• _DO THIS_:
Count how many lines in the records below contain the string "roof", and reply with that number alone.

(Dataset items)

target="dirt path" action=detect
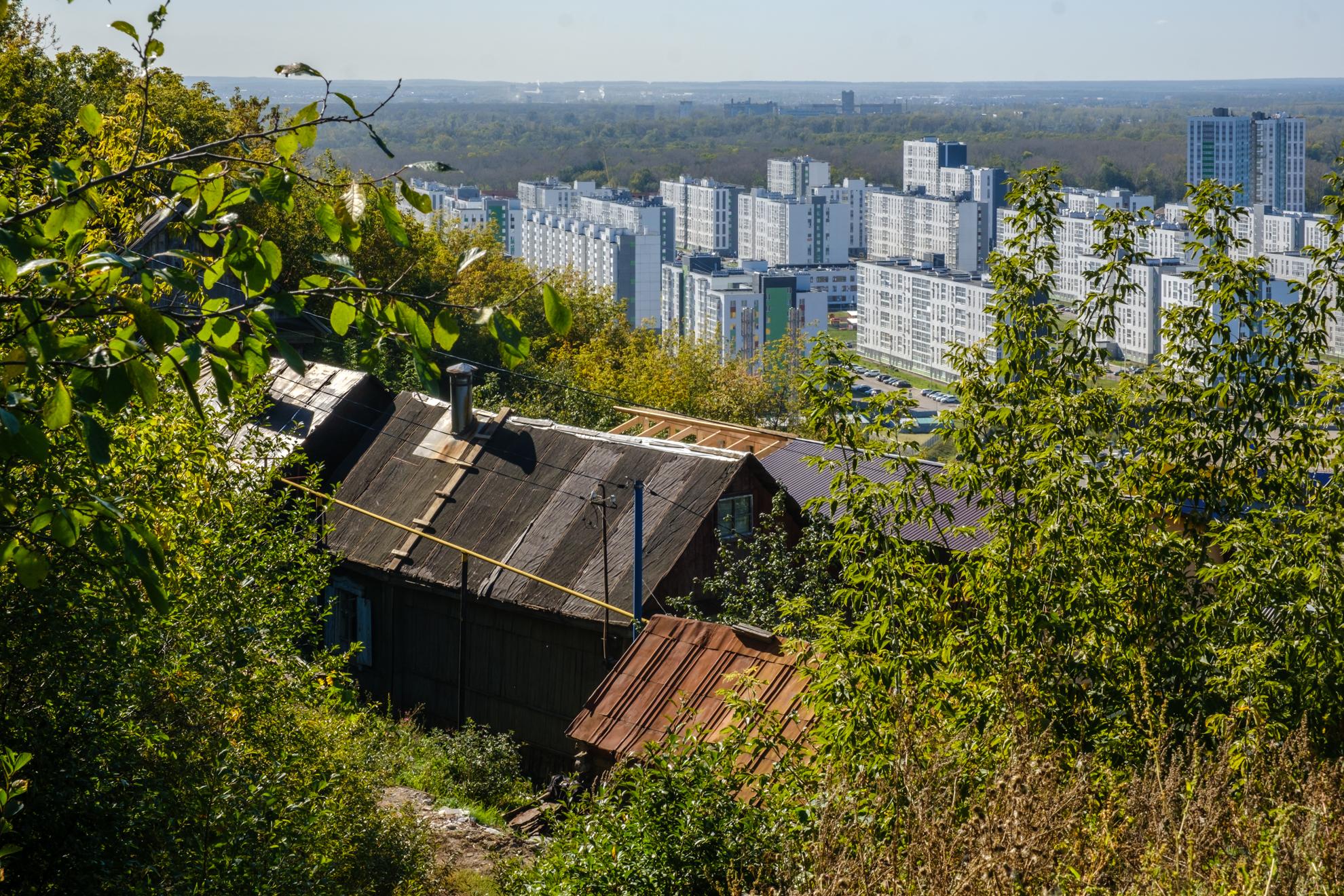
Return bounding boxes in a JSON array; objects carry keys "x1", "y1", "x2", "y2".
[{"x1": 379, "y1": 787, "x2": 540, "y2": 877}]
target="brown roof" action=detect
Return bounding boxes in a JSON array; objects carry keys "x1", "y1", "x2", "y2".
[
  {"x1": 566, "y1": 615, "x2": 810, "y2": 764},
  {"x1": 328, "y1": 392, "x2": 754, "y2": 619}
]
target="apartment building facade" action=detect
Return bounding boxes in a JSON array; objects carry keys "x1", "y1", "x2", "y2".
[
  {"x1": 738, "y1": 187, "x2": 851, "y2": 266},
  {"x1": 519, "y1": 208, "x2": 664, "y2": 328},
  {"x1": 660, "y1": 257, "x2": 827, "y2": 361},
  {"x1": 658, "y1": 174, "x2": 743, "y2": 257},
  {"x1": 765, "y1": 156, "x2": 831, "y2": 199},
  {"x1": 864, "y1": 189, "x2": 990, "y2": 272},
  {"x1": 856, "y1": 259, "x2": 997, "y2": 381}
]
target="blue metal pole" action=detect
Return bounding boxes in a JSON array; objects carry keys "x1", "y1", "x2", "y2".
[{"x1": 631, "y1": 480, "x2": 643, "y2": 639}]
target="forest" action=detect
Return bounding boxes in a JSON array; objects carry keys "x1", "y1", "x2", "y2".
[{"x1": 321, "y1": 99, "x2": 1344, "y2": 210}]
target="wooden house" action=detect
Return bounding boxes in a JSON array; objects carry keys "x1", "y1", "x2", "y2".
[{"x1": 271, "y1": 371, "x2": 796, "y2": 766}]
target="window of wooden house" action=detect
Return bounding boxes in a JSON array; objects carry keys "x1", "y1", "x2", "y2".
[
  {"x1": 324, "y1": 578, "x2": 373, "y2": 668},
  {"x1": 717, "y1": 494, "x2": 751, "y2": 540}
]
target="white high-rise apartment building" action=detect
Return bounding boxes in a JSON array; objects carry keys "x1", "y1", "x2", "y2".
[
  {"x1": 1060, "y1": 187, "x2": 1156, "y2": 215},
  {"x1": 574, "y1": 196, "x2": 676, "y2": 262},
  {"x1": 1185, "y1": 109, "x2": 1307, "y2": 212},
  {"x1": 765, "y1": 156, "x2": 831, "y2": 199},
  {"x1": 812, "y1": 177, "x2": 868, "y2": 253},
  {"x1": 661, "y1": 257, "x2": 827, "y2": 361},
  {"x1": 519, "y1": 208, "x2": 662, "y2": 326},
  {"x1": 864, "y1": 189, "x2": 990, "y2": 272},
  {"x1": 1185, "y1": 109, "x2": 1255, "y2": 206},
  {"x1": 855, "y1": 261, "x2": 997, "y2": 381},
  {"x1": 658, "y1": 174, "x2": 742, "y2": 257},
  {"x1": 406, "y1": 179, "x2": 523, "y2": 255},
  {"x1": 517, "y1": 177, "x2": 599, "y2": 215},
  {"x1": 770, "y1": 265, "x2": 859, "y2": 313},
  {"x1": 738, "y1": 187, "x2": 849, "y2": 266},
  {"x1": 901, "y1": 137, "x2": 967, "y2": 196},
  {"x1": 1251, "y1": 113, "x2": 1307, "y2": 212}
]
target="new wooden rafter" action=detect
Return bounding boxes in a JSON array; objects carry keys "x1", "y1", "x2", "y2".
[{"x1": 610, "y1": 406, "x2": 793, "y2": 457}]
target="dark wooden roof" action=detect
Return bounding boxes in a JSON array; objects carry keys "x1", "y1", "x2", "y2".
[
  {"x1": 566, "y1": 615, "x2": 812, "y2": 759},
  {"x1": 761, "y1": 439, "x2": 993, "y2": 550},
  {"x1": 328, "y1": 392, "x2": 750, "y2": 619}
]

• _WRITTEN RESPONSE_:
2